» **Source passage**
════════
All of lore.kernel.org
 help / color / mirror / Atom feed
From: "Timur Kristóf" <timur.kristof@gmail.com>
To: amd-gfx@lists.freedesktop.org,
	"Alex Deucher" <alexander.deucher@amd.com>,
	"Natalie Vock" <natalie.vock@gmx.de>,
	"John Olender" <john.olender@gmail.com>,
	"Liu Leo" <Leo.Liu@amd.com>,
	"Christian König" <christian.koenig@amd.com>
Subject: Re: [PATCH 2/5] drm/amdgpu: Use placements of 256M GART segments for SI/CIK
Date: Tue, 19 May 2026 10:59:46 +0200	[thread overview]
Message-ID: <2219923.9o76ZdvQCi@timur-hyperion> (raw)
In-Reply-To: <69dcb4d8-1199-45f7-88dc-c77efb248542@amd.com>

On Tuesday, May 19, 2026 10:54:10 AM Central European Summer Time Christian 
König wrote:
> On 5/19/26 10:22, Timur Kristóf wrote:
> > UVD 4.x and older require that BOs don't cross 256M segments.
> > We need to respect that in amdgpu_ttm_alloc_gart().
> > We can't move the BOs later because GTT->GTT moves are
> > not implemented. We also can't force all BOs to VRAM
> > because that becomes very problematic in low VRAM scenarios.
> > 
> > This fixes UVD CS BOs crossing 256M segments
> > when they are placed in the GART.
> 
> Clear NAK for that approach.
> 
> This is the general TTM interface function and shouldn't have any HW
> generation dependent code in it.
════════
» **Pointing dataset excerpts**

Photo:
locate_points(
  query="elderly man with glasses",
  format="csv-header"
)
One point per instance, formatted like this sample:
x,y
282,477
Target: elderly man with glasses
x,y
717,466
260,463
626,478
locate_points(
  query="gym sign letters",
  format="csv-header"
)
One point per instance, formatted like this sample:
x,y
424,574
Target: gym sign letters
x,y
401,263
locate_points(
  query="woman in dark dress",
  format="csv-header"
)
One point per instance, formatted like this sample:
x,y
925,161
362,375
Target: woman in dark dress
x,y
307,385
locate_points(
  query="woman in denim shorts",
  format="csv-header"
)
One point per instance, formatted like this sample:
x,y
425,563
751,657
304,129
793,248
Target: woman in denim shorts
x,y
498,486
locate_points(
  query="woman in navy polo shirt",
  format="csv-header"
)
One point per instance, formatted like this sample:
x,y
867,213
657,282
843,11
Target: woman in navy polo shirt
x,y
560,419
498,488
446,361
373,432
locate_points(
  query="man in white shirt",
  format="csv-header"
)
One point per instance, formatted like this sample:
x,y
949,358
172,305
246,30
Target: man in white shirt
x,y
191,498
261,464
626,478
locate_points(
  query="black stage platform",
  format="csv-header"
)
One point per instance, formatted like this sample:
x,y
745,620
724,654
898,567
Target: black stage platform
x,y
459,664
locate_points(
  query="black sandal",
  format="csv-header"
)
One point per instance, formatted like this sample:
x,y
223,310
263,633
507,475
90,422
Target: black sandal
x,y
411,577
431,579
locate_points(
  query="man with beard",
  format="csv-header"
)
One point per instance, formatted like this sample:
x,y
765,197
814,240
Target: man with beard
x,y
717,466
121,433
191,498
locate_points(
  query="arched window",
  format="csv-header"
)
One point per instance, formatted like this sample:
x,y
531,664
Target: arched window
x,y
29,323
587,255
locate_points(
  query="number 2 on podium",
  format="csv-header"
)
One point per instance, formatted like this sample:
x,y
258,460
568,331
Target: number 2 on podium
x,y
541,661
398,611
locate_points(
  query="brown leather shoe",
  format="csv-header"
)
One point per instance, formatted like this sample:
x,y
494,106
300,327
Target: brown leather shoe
════════
» **Things to do**
(a) State how many lines of the rows contain the string "window". Give only the number.
(b) Continue the mailing list reply about the 256M GART segment patch from the point where it stops.

» **Expected responses**
(a) 2

(b)
I don't see how else to solve this, since GTT->GTT moves are not implemented,
so we can't move the BO to a suitable address later. We also can't move it to 
VRAM.

Please suggest a better approach if you don't like this one.


> 
> Regards,
> Christian.
> 
> > Closes: https://gitlab.freedesktop.org/drm/amd/-/work_items/4799
> > Signed-off-by: Timur Kristóf <timur.kristof@gmail.com>
> > ---
> > 
> >  drivers/gpu/drm/amd/amdgpu/amdgpu_ttm.c | 56 ++++++++++++++++++++++---
> >  drivers/gpu/drm/amd/amdgpu/amdgpu_ttm.h |  3 ++
> >  2 files changed, 53 insertions(+), 6 deletions(-)
> > 
> > diff --git a/drivers/gpu/drm/amd/amdgpu/amdgpu_ttm.c
> > b/drivers/gpu/drm/amd/amdgpu/amdgpu_ttm.c index
> > 6c6ab4dd6ea9..a106c7e77e26 100644
> > --- a/drivers/gpu/drm/amd/amdgpu/amdgpu_ttm.c
> > +++ b/drivers/gpu/drm/amd/amdgpu/amdgpu_ttm.c
> > @@ -959,6 +959,40 @@ static int amdgpu_ttm_backend_bind(struct ttm_device
> > *bdev,> 
> >  	return 0;
> >  
> >  }
> > 
> > +/**
> > + * amdgpu_ttm_fill_gart_256M_placements() - Fill placements array with
> > 256M GART segments + *
> > + * @bo: TTM buffer objects whose placements should be filled
> > + * @placements: Pointer to an array of placements
> > + * @max_placements: Size of the placements array
> > + *
> > + * Fill the specified placements array with 256M GART segments,
> > + * starting from the highest address in order to reduce the
> > + * contention of the lowest segment.
> > + *
> > + * Returns the number of placements filled.
> > + */
> > +u32 amdgpu_ttm_fill_gart_256M_placements(struct ttm_buffer_object *bo,
> > +					 struct ttm_place 
*placements,
> > +					 u32 max_placements)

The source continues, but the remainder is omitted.